(Stored data entries)
■ ■ ■

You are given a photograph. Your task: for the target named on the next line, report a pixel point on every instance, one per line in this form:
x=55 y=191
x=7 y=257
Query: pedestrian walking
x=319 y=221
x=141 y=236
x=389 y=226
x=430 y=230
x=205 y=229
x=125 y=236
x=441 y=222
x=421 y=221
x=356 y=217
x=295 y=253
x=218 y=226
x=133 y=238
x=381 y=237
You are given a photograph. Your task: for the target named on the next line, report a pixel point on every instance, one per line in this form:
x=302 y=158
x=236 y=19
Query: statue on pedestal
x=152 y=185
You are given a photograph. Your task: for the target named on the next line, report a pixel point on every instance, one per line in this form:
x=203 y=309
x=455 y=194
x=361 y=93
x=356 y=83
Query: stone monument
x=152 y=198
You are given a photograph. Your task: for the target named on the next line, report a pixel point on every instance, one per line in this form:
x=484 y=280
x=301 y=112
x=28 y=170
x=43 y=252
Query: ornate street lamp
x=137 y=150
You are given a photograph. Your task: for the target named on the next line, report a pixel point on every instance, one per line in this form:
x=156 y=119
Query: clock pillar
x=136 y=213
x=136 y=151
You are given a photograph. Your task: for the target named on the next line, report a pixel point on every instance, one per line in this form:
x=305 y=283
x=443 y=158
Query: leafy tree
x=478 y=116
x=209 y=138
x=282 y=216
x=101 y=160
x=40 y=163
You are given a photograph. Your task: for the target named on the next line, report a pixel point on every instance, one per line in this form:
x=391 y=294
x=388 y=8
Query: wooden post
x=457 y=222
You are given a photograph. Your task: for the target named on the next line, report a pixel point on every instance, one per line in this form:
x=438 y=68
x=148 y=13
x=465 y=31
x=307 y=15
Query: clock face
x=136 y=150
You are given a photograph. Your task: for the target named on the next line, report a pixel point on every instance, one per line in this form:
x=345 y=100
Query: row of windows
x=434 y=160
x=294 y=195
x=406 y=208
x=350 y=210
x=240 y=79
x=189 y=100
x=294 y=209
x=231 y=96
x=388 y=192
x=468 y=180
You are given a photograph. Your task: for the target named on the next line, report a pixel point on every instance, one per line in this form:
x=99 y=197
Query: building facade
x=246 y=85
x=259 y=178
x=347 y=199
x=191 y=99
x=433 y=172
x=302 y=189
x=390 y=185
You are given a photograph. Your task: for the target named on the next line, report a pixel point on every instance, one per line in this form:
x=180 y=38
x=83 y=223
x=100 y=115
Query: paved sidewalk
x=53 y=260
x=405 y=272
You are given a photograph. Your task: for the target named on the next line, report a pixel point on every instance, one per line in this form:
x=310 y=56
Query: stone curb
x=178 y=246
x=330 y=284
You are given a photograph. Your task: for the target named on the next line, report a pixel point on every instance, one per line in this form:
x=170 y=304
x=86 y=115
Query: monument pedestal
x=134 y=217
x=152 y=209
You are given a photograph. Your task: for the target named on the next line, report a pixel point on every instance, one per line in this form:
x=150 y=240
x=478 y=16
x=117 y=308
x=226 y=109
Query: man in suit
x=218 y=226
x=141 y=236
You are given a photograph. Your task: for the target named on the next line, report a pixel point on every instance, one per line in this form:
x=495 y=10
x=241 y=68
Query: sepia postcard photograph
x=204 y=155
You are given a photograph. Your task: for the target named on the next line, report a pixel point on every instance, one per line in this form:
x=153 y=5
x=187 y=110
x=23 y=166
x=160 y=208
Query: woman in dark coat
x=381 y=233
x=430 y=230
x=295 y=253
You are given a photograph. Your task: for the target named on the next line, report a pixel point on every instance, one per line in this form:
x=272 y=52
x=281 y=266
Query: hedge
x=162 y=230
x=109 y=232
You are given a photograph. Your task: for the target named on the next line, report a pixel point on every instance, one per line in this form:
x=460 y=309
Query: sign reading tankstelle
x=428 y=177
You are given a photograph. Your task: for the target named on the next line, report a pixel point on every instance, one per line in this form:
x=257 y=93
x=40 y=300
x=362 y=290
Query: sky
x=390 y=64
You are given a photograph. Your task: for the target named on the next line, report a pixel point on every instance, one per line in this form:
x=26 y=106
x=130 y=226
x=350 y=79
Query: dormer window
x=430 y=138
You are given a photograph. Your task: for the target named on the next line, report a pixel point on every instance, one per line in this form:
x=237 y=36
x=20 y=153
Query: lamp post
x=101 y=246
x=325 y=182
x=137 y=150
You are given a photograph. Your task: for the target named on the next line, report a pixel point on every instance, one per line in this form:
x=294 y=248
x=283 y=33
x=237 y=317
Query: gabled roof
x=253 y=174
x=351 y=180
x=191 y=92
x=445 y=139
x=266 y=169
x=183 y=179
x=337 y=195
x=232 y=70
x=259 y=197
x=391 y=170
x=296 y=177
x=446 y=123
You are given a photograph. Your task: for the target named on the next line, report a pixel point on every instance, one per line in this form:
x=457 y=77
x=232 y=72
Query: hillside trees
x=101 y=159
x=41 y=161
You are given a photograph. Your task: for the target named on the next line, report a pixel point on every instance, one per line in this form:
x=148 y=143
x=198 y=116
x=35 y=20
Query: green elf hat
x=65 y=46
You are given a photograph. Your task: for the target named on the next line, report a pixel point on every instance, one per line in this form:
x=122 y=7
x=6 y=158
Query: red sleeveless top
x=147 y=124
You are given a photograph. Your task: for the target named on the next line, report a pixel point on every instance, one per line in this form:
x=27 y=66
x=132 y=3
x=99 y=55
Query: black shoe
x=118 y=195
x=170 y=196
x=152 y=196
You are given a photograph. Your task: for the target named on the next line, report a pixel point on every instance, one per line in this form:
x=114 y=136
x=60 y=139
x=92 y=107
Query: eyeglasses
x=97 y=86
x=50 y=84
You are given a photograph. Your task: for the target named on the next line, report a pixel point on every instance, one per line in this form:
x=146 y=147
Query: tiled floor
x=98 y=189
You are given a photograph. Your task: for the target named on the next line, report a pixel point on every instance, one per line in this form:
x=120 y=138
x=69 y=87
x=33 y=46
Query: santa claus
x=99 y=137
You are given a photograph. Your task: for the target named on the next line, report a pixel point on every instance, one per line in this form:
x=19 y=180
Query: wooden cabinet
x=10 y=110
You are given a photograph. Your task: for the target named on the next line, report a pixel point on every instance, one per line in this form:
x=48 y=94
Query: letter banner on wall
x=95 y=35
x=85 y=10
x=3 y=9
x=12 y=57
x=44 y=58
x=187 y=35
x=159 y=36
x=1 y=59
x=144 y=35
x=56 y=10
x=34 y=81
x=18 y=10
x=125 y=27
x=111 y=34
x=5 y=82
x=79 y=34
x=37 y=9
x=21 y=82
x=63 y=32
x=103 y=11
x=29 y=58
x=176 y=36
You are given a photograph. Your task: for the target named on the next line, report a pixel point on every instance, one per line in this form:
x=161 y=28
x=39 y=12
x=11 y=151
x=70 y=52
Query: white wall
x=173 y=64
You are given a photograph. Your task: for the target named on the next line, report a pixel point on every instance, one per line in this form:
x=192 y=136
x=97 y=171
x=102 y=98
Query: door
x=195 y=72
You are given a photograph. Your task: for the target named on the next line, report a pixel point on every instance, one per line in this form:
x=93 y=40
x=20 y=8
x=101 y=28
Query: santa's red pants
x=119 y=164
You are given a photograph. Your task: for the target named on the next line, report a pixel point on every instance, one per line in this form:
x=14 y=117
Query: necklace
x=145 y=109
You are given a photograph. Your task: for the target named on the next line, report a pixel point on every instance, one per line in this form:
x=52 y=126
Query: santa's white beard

■ ■ ■

Activity: All entries must be repeated verbatim.

Expected output:
You are given a photograph. Your task: for the target named on the next line, report a pixel point on every instance, one per line in this form:
x=55 y=191
x=7 y=257
Query: pedestrian walking
x=319 y=221
x=141 y=236
x=389 y=226
x=430 y=230
x=205 y=229
x=125 y=236
x=441 y=222
x=421 y=221
x=356 y=217
x=295 y=253
x=218 y=226
x=133 y=238
x=381 y=237
You are given a photograph. Your task: for the target named on the next line, report a pixel point on every instance, one per line in this form:
x=302 y=158
x=236 y=19
Query: statue on pedestal
x=152 y=185
You are given a photograph. Your task: for the target named on the next line, report a pixel point on every instance, one per line in this form:
x=203 y=309
x=455 y=194
x=361 y=93
x=356 y=83
Query: stone monument
x=152 y=198
You are given a photograph. Your task: for the target named on the next line, report a pixel point on every instance, one per line in this form:
x=484 y=280
x=301 y=112
x=28 y=170
x=43 y=252
Query: ornate street lamp
x=137 y=150
You are given a photograph. Your task: for the target named on the next line, report a pixel point on every instance, one per line in this form:
x=156 y=119
Query: clock pillar
x=136 y=213
x=136 y=151
You are given a photograph. Your task: for the target named on the next line, report a pixel point on every instance, one per line in this form:
x=305 y=283
x=443 y=158
Query: leafy tree
x=478 y=116
x=209 y=138
x=282 y=216
x=101 y=160
x=40 y=163
You are given a photograph. Your task: for the target named on the next line, report a pixel point on every instance, one per line in this form:
x=391 y=294
x=388 y=8
Query: wooden post
x=457 y=222
You are given a photograph. Your task: for the target named on the next line, report a pixel point on every instance, one per line in this form:
x=438 y=68
x=148 y=13
x=465 y=31
x=307 y=15
Query: clock face
x=136 y=150
You are given a photograph. Your task: for the target named on the next line, report a pixel point on every instance, one per line in this form:
x=345 y=100
Query: row of windows
x=434 y=160
x=294 y=195
x=406 y=208
x=350 y=210
x=240 y=79
x=189 y=100
x=294 y=209
x=231 y=96
x=388 y=192
x=468 y=180
You are given a photograph. Your task: for the target named on the next line, report a pixel point on every instance, one per line in this form:
x=99 y=197
Query: building facade
x=246 y=85
x=259 y=178
x=347 y=199
x=191 y=99
x=433 y=172
x=302 y=189
x=390 y=185
You are given a photograph. Your task: for the target named on the next line, report a pixel point on every instance, one per line in this form:
x=180 y=38
x=83 y=223
x=100 y=115
Query: paved sidewalk
x=53 y=260
x=405 y=272
You are given a photograph. Your task: for the target named on the next line, report a pixel point on every instance, one per line in this form:
x=310 y=56
Query: stone curb
x=178 y=246
x=330 y=284
You are given a photograph. Your task: for the target named on the next line, report a pixel point on every instance, one per line in this form:
x=170 y=304
x=86 y=115
Query: monument pedestal
x=134 y=217
x=152 y=209
You are given a photograph. Your task: for the target named on the next line, report a pixel point on every instance, one per line in this form:
x=150 y=240
x=478 y=16
x=117 y=308
x=226 y=109
Query: man in suit
x=218 y=226
x=141 y=236
You are given a photograph. Your task: for the target named on the next line, report a pixel point on every instance, one per line in this form:
x=495 y=10
x=241 y=68
Query: sepia postcard photograph
x=204 y=155
You are given a photograph. Your task: for the target named on the next line, report a pixel point on every instance, one per line in this form:
x=153 y=5
x=187 y=110
x=23 y=166
x=160 y=208
Query: woman in dark coat
x=381 y=233
x=430 y=230
x=295 y=253
You are given a photograph. Your task: for the target named on the next line, report a pixel point on every instance, one per line in this form:
x=272 y=52
x=281 y=266
Query: hedge
x=162 y=230
x=109 y=232
You are given a photograph. Your task: for the target named on the next line, report a pixel point on every instance, one per line in this form:
x=460 y=309
Query: sign reading tankstelle
x=428 y=177
You are given a photograph. Your task: for the target named on the next line, report a pixel point on every instance, one per line in this form:
x=257 y=93
x=40 y=300
x=362 y=290
Query: sky
x=390 y=64
You are given a photograph. Your task: for the target named on the next line, report a pixel point on every instance, one per line in this form:
x=26 y=106
x=130 y=226
x=350 y=79
Query: dormer window
x=430 y=138
You are given a photograph. Your task: for the target named on the next line, report a pixel point on every instance, one per line in this form:
x=237 y=36
x=20 y=153
Query: lamp post
x=101 y=246
x=325 y=182
x=137 y=150
You are given a photograph. Your task: for the target named on the next line, report a pixel point on every instance, one per line in this form:
x=294 y=248
x=283 y=33
x=237 y=317
Query: gabled roof
x=253 y=174
x=351 y=180
x=191 y=92
x=445 y=139
x=266 y=169
x=183 y=179
x=337 y=195
x=232 y=70
x=259 y=197
x=391 y=170
x=296 y=177
x=446 y=123
You are given a photograph. Your task: for the target named on the next line, report a pixel point on every instance, one per line in this form:
x=457 y=77
x=232 y=72
Query: hillside trees
x=101 y=159
x=41 y=161
You are given a photograph. Your task: for the target named on the next line, report a pixel point on every instance, one per line in this form:
x=148 y=143
x=198 y=116
x=35 y=20
Query: green elf hat
x=65 y=46
You are given a photograph. Your task: for the target named on the next line, report a pixel point on every instance, one per line in this form:
x=122 y=7
x=6 y=158
Query: red sleeveless top
x=147 y=124
You are given a photograph. Your task: for the target named on the next line, report a pixel point on every instance, one per line in this form:
x=27 y=66
x=132 y=3
x=99 y=55
Query: black shoe
x=118 y=195
x=170 y=196
x=152 y=196
You are given a photograph. Your task: for the target named on the next line, report a pixel point on every instance, one per line in this form:
x=114 y=136
x=60 y=139
x=92 y=107
Query: eyeglasses
x=97 y=86
x=50 y=84
You are given a photograph. Your task: for the target named on the next line, report a pixel point on every instance, one per line in this form:
x=146 y=147
Query: tiled floor
x=98 y=189
You are given a photograph. Your task: for the target named on the next line, report a pixel point on every instance, one per line in this form:
x=120 y=138
x=69 y=87
x=33 y=46
Query: santa claus
x=99 y=137
You are given a photograph. Your task: for the target named on the next line, report a pixel point on every instance, one per line in this form:
x=19 y=180
Query: wooden cabinet
x=10 y=110
You are given a photograph. Your task: for the target named on the next line, report a pixel point on every instance, one per line in this form:
x=48 y=94
Query: letter banner on wall
x=95 y=35
x=85 y=10
x=3 y=9
x=12 y=57
x=44 y=58
x=187 y=35
x=159 y=36
x=1 y=59
x=144 y=35
x=56 y=10
x=34 y=81
x=18 y=10
x=125 y=27
x=111 y=34
x=5 y=82
x=79 y=34
x=37 y=9
x=21 y=82
x=63 y=32
x=103 y=11
x=29 y=58
x=176 y=36
You are given a photograph. Your task: for the target named on the next line, report a pixel point on every instance, one per line in this form:
x=161 y=28
x=39 y=12
x=11 y=151
x=70 y=52
Query: white wall
x=173 y=64
You are given a photograph. Your task: for the target named on the next line, report a pixel point on every instance, one per line in this form:
x=192 y=136
x=97 y=171
x=102 y=98
Query: door
x=195 y=72
You are given a photograph. Your task: for the target named on the next line, report a pixel point on every instance, one per line in this form:
x=93 y=40
x=20 y=8
x=101 y=28
Query: santa's red pants
x=119 y=164
You are given a photograph. Your task: for the target named on the next line, report a pixel point on every instance, one per line in this form:
x=14 y=117
Query: necklace
x=145 y=109
You are given a photograph. Your task: for the target named on the next line, report a pixel point on every instance, one per line in this form:
x=52 y=126
Query: santa's white beard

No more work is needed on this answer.